§ Problem to solve
Every record must be repeated exactly; omit any pictures they contain.

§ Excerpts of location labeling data
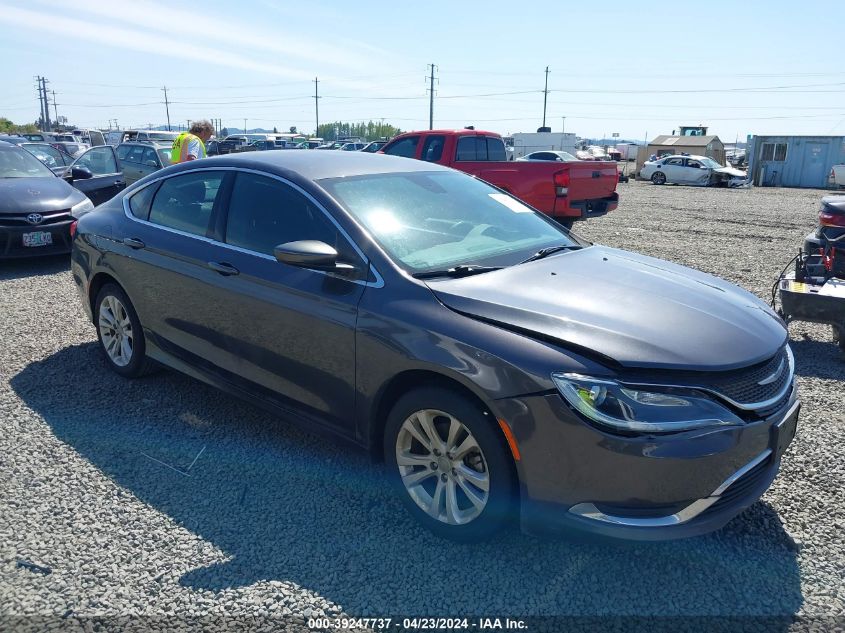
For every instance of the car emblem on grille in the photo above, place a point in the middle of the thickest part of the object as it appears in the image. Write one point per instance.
(770, 379)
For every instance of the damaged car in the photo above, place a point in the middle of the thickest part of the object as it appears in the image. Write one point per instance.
(691, 170)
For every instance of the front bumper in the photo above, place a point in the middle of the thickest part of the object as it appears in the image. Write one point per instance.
(576, 477)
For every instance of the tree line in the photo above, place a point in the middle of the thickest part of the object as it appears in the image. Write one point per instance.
(370, 131)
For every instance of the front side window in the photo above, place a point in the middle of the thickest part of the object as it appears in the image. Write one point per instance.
(100, 160)
(406, 147)
(19, 163)
(434, 220)
(185, 202)
(264, 213)
(50, 156)
(139, 203)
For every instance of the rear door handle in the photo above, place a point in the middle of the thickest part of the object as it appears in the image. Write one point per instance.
(223, 268)
(133, 242)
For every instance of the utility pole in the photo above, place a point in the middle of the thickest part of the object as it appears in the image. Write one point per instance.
(44, 83)
(316, 106)
(167, 107)
(40, 99)
(545, 96)
(55, 109)
(431, 97)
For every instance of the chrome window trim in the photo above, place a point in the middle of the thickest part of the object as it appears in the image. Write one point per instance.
(745, 407)
(590, 511)
(379, 280)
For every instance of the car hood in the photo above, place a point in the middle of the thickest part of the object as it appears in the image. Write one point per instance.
(36, 195)
(636, 310)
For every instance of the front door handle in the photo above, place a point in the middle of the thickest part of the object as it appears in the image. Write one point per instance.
(223, 268)
(133, 242)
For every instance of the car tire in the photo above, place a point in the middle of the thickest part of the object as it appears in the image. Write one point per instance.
(120, 334)
(442, 489)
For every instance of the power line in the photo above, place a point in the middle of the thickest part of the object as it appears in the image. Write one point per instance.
(167, 107)
(431, 97)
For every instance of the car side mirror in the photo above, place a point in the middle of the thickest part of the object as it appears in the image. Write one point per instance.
(313, 254)
(79, 173)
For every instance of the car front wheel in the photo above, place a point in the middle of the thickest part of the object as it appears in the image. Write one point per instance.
(119, 332)
(449, 465)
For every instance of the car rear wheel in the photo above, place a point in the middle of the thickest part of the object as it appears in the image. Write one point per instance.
(449, 464)
(119, 332)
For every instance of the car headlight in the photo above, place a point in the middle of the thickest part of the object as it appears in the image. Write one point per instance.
(612, 404)
(81, 208)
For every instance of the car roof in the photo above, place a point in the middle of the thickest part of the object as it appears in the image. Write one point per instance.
(314, 166)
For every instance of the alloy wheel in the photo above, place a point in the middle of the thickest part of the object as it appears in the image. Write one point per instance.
(116, 331)
(442, 467)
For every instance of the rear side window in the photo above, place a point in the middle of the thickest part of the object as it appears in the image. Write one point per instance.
(100, 160)
(404, 147)
(264, 213)
(471, 148)
(185, 202)
(433, 148)
(496, 149)
(139, 204)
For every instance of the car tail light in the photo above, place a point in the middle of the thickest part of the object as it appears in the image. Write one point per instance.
(831, 219)
(561, 180)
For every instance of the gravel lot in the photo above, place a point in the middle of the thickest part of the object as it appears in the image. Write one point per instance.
(163, 497)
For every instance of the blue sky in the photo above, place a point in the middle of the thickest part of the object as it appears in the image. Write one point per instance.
(636, 68)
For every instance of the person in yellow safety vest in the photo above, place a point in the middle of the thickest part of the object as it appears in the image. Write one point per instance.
(191, 145)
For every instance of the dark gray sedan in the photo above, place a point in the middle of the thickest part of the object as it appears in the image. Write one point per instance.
(498, 364)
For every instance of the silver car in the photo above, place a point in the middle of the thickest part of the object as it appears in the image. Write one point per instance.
(690, 170)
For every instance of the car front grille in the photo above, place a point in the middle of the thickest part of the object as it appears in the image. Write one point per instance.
(743, 386)
(47, 218)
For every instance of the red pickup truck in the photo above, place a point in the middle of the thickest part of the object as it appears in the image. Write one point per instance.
(567, 191)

§ Response
For every instance of the car emblem on grille in the photo above, place a point in the middle of the thickest part of the object as it appears in the image. Write one point per instance.
(770, 379)
For every instance of the damaged car in the photo above, place a point in the middle of the thickest part of the object as it appears in the image. Write one point per instance.
(691, 170)
For every instance of the front bumper in the photo above, place a point in the middle of the thickest part of the object as it appears in the image. Write one point per instance.
(576, 477)
For every instance of the tree line in the photo above, place a point in the middle of the thickest part of the object as it appears in the image. Write one point per instance.
(370, 131)
For every instance of the front side window in the photo above, place a point in the middle of the thickest part of the object as it appears in the image. Write one point per instance.
(100, 160)
(406, 147)
(19, 163)
(434, 220)
(185, 202)
(264, 213)
(50, 156)
(139, 203)
For every instance of the rear door handle in the photo above, place a point in the middle of the thickest part of the object as it appears in the image. Write one point per instance.
(223, 268)
(133, 242)
For every instance of the utility pole in the photo above, place a point in the middle of the thickest part of the object as it appears in the image. Write one point per instance.
(44, 83)
(316, 106)
(167, 107)
(40, 99)
(545, 96)
(55, 109)
(431, 97)
For every instance of the chrome window trim in the photo above, place a point in the middle of the thickest part of the object as it appears in the image. Write one point per instance.
(745, 407)
(590, 511)
(379, 280)
For every instance of the car hood in the photo above, place a point in the middle of the thickest part of the object as it appears in the image. Write one point per instance.
(36, 195)
(636, 310)
For every instance of the front door handle in the photo above, place a point in the middle of the thickest part of the object as it appears in the image. Write one point per instance.
(223, 268)
(133, 242)
For every instance of the car tire in the photo above, place a point in the middle of the thickest part of the object as it appears in the image. Write one point per instance.
(120, 334)
(442, 489)
For every instance of the power line in the photo above, place a point in the middle of the thickest part of the object as it appears in the image. Write one point per instance.
(167, 107)
(431, 97)
For every instance of the car side mirror in the photo above, place a point in the middle of the thickest part of the object as it appears in the image. Write one point per instance.
(313, 254)
(79, 173)
For every instance of the car front wheel in the photo above, place a point in the middle of the thickest part of the object as it appears in the image. Write one point per instance.
(119, 332)
(449, 465)
For every instance of the car rear wheel in the photo above, place a point in the middle of the thickest part of the object as it appears in the image. Write one point per instance.
(449, 464)
(119, 332)
For every instance of the car headlight in the photo above, place a point in the middle of the thickest part of the object as it appears in the image. Write one point per instance.
(612, 404)
(81, 208)
For every instance of the car roof in the photo above, place a point in the middle of the thickest part of the object as it appears in the image. Write one point per instance.
(314, 166)
For every instance of the alloy wheel in the photo above, place a point in the middle of the thickest part of the object as it appears in the image. Write one point per instance.
(116, 331)
(442, 467)
For every instance of the rear side window in the photo above, place a point in the middle of the thickest part of the object as it appears in the image. Write one point per instance.
(100, 160)
(404, 147)
(264, 213)
(471, 148)
(185, 202)
(433, 148)
(496, 149)
(139, 204)
For every instance of the car tail light in the photo above, place a point in the middle of the thickest part of the object as it appears in the image. Write one point per instance.
(831, 219)
(561, 180)
For every instance of the gravel lot in the photo above, place a point in the middle of the thickest part of the object as it appears in the image. Write one point per instance.
(163, 497)
For every instance of the blue sky in the photo above, place a point in the middle of the thickest part of the object as it appears in the image. Write one point per instance.
(636, 68)
For every instance of the person in yellow safety vest in the photo above, place a point in the middle of the thickest part of the object as it appears in the image. Write one point per instance.
(191, 145)
For every instance of the dark gray sedan in the photo above, place a point in the middle of the thickest part of the object as it appears in the image. Write one point per instance.
(498, 364)
For every instance of the silver car in the photo above, place a point in the middle of the thickest part of the object as it appears in the image. Write one point per instance.
(690, 170)
For every instance of the car front grille in the photo above, place a point in the middle of the thickest part of the object as it appears in the image. Write one point per instance.
(743, 386)
(47, 218)
For every instance of the red pickup truck in the photo above, place a point in the middle of the thickest part of the object as it appears in the image. Write one point per instance.
(567, 191)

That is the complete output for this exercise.